**Directions for this task**
Rewrite the rows below with every "clicks" replaced by "points" and everything else unchanged. Leave the pictures out of your version.

**Source data**
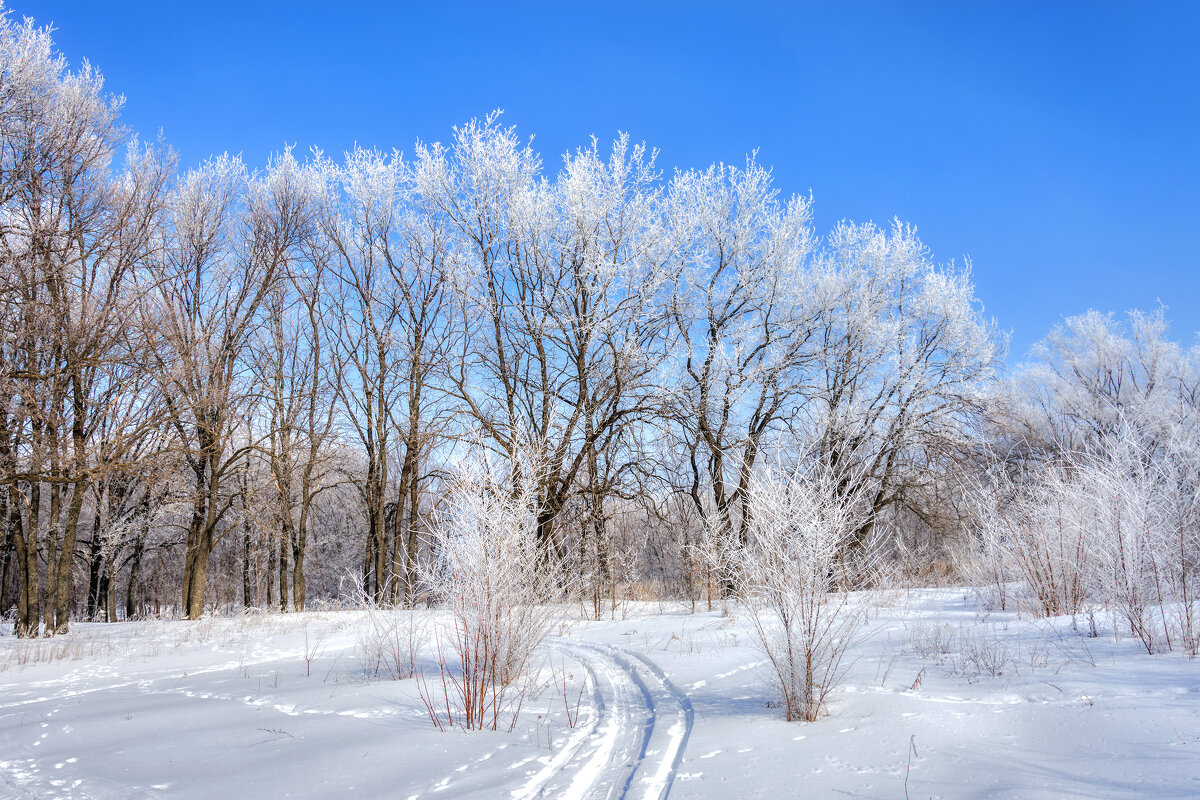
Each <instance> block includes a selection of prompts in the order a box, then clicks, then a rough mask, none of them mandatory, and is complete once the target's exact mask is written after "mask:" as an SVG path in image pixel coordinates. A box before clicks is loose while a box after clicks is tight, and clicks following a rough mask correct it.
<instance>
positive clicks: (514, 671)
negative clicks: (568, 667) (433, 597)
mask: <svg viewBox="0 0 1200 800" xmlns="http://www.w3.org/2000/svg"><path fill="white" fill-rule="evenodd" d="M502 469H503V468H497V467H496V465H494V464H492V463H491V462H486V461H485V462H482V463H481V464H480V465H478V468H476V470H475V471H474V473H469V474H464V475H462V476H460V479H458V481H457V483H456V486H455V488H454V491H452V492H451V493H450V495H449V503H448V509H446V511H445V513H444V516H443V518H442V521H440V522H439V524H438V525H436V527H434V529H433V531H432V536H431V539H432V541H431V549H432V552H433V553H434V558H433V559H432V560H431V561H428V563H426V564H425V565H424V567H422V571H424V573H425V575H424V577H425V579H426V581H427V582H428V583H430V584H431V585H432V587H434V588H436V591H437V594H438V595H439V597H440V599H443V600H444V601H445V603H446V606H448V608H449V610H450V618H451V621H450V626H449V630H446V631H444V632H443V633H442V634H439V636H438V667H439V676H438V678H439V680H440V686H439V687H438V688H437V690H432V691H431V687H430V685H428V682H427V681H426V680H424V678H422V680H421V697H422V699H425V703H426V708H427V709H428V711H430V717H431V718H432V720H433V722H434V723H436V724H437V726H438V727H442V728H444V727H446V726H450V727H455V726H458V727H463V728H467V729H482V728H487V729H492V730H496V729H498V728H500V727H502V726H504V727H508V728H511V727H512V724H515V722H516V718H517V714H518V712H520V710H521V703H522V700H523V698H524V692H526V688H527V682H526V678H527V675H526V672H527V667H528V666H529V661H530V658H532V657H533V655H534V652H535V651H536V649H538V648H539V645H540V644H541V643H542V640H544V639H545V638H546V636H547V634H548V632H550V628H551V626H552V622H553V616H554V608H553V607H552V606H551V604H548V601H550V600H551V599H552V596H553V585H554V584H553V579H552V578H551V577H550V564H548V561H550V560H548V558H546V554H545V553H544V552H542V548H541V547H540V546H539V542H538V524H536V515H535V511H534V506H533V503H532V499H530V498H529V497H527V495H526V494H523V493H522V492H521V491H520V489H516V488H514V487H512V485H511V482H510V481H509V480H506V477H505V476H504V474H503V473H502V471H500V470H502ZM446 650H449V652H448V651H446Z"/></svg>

**The answer**
Each <instance> block includes a selection of prompts in the order a box, then points, then a rough mask, none of them mandatory, and is complete once the target's exact mask is written after "mask:" as an SVG path in image pixel coordinates. A box before points is loose while a box after points is tight, and points following a rough mask correct it.
<instance>
positive points: (514, 671)
negative points: (568, 667) (433, 597)
mask: <svg viewBox="0 0 1200 800" xmlns="http://www.w3.org/2000/svg"><path fill="white" fill-rule="evenodd" d="M502 469H503V468H497V467H496V465H494V464H492V463H491V462H486V461H485V462H482V463H481V464H480V465H478V468H476V470H475V471H474V473H469V474H464V475H462V476H460V479H458V481H457V483H456V486H455V488H454V491H452V492H451V493H450V495H449V503H448V509H446V511H445V513H444V516H443V518H442V521H440V522H439V524H438V525H436V527H434V529H433V531H432V536H431V539H432V541H431V549H432V552H433V553H434V558H433V559H432V560H431V561H428V563H426V564H425V565H424V567H422V571H424V573H425V575H424V577H425V579H426V581H427V582H428V583H430V584H431V585H432V587H434V588H436V591H437V594H438V595H439V597H440V599H443V600H444V601H445V603H446V606H448V608H449V610H450V618H451V621H450V626H449V630H446V631H444V632H443V633H442V634H439V636H438V667H439V676H438V678H439V680H440V686H439V687H438V688H437V690H432V691H431V687H430V685H428V682H427V681H426V680H424V678H422V680H421V697H422V699H425V703H426V708H427V709H428V711H430V717H431V718H432V720H433V722H434V723H436V724H437V726H438V727H442V728H444V727H446V726H450V727H455V726H458V727H463V728H467V729H482V728H487V729H492V730H496V729H498V728H500V727H502V726H504V727H508V728H511V727H512V724H515V722H516V718H517V714H518V712H520V710H521V703H522V700H523V698H524V692H526V688H527V682H526V678H527V675H526V672H527V667H528V666H529V661H530V658H532V657H533V655H534V652H535V651H536V649H538V648H539V645H540V644H541V643H542V640H544V639H545V638H546V636H547V634H548V632H550V628H551V626H552V622H553V616H554V608H553V607H552V606H551V604H548V601H550V600H551V599H552V596H553V585H554V584H553V579H552V578H551V577H550V564H548V561H550V560H548V558H546V554H545V553H544V552H542V548H541V547H540V546H539V542H538V524H536V515H535V511H534V506H533V503H532V499H530V498H529V497H527V495H526V494H523V493H522V492H521V491H520V489H516V488H514V487H512V485H511V482H510V481H509V480H506V477H505V476H504V474H503V473H502V471H500V470H502ZM446 650H449V652H448V651H446Z"/></svg>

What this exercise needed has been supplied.